While it is not possible to have someone else just tell you what will definitely work and be best in your case (we always have to test these things), it is possible for us to help by explaining the chemistry and action of the preservatives we stock. It's also useful at times to see how one goes about running an experiment to test how different preservatives perform in your base. To that end, we have produced a preservative master data sheet, a spreadsheet that puts all the important data about our preservatives in one place thus making evaluating them (at least on paper) easier. Secondly, we've taken that one step further and completed an experiment exploring how a range of the preservatives we stock (all of which are natural, nature-identical or naturally derived) performed in our simple, natural cream base formula. We hope this help you build the confidence to run some experiments of your own so that you can break free from preservative phobia!
We chose our simple, tried and tested natural moisturiser cream. This is the one we use in our Cosmetic Chemistry workshop and our go-to for this type of experiment as it contains all-natural chemistry, is easy to create, cost effective and has a medium to rich texture suitable for most application types.
|A – Water Phase||Demineralised Water||To 100%||Carrier/ Solvent|
|Acacia & Xanthan Gum||0.7||Thickener/ Emulsion Stabiliser|
|B – Oil Phase||Jojoba Oil||8||Emollient, liquid wax, barrier support|
|Shea Butter||4||Emollient, barrier protection|
|Oleyl Oleate||2.5||Emollient, skin slip and active penetration|
|Emulsifying Wax Vegetable||3.5||Emulsifier, non-ionic|
|C – Cool Down||Vitamin E – Mixed Tocopherols||0.5||Antioxidant for product and skin protection|
Heat phase A to 70-80°C taking care to hydrate the gum fully. The gum can be pre-mixed into your glycerine if desired to prevent clumping.

### Brief 1
Retype everything in the preservative article from "We chose our" down to "most application types.".
### Brief 2
According to the preservative article, to what temperature should phase A be heated?

### Input data
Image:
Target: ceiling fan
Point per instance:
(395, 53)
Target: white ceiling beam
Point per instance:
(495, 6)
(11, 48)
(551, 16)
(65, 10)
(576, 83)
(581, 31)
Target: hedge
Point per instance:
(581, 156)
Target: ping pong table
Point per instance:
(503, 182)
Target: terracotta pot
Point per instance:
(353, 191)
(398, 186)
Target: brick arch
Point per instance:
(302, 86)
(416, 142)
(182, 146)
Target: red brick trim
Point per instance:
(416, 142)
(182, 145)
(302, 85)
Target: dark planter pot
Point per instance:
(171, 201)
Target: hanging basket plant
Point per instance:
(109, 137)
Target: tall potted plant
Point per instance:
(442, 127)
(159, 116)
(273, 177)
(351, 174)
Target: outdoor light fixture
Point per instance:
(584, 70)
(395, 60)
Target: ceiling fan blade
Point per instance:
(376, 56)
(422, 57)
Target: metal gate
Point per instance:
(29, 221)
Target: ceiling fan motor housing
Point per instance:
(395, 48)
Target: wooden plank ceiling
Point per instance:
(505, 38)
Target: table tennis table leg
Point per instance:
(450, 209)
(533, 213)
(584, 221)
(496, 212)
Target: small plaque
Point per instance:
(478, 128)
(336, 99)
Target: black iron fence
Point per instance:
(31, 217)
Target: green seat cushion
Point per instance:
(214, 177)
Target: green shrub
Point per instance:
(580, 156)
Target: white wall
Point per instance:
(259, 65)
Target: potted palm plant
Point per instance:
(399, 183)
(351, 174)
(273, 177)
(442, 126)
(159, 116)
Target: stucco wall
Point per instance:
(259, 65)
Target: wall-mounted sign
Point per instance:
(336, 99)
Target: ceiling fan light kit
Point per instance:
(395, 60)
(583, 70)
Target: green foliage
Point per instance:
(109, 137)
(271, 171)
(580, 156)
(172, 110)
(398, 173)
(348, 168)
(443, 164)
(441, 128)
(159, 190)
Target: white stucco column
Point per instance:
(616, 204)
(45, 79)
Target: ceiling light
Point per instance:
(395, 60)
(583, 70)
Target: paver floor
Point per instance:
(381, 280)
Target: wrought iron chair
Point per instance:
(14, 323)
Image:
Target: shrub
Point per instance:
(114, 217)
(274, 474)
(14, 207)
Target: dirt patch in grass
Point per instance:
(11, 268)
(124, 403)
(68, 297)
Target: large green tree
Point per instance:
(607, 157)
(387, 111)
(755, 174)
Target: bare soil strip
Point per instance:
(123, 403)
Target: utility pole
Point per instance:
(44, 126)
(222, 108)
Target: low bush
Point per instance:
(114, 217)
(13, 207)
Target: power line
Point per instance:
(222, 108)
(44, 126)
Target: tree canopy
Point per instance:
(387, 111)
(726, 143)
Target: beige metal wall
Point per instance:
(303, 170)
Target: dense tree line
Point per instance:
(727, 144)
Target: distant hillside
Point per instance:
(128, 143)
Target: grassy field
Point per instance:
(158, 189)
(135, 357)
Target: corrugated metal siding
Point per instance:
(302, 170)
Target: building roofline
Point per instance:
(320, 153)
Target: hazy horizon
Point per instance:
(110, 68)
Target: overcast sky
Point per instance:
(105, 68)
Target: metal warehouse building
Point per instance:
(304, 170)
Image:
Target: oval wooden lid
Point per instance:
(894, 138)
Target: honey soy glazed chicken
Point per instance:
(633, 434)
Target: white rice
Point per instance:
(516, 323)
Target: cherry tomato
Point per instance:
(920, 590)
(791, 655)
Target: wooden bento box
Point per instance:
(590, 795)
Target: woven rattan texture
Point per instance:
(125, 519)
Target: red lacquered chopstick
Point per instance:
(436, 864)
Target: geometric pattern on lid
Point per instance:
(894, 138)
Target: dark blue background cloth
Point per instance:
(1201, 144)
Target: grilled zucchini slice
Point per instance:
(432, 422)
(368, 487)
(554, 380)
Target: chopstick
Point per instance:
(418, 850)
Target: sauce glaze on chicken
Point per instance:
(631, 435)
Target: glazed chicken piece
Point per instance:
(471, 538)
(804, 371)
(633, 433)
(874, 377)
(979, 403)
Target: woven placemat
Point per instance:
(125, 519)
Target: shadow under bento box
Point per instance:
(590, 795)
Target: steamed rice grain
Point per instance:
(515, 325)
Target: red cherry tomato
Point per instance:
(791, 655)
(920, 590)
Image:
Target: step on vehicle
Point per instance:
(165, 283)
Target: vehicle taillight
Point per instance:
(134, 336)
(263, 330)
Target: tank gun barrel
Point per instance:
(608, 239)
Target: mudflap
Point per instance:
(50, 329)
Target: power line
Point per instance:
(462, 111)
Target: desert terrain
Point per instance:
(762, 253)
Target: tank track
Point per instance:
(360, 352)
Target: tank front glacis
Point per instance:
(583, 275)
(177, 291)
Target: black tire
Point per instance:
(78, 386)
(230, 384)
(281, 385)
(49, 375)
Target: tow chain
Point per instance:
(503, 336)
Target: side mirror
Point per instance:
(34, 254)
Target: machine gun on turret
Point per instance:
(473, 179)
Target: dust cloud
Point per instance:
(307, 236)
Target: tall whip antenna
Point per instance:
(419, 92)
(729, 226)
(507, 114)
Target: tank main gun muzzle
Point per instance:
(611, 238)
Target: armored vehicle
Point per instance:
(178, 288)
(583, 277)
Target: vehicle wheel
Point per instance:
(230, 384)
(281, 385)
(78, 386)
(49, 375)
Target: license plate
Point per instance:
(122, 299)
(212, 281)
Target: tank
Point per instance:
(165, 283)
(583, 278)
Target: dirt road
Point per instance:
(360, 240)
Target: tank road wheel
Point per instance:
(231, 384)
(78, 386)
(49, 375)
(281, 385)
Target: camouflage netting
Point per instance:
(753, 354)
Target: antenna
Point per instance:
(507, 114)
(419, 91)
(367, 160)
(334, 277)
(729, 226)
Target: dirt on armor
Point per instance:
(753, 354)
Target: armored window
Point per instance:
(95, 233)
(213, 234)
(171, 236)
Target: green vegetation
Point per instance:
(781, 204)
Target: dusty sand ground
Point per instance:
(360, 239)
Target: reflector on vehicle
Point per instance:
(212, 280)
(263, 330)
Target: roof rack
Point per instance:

### Response 1
We chose our simple, tried and tested natural moisturiser cream. This is the one we use in our Cosmetic Chemistry workshop and our go-to for this type of experiment as it contains all-natural chemistry, is easy to create, cost effective and has a medium to rich texture suitable for most application types.

### Response 2
70-80°C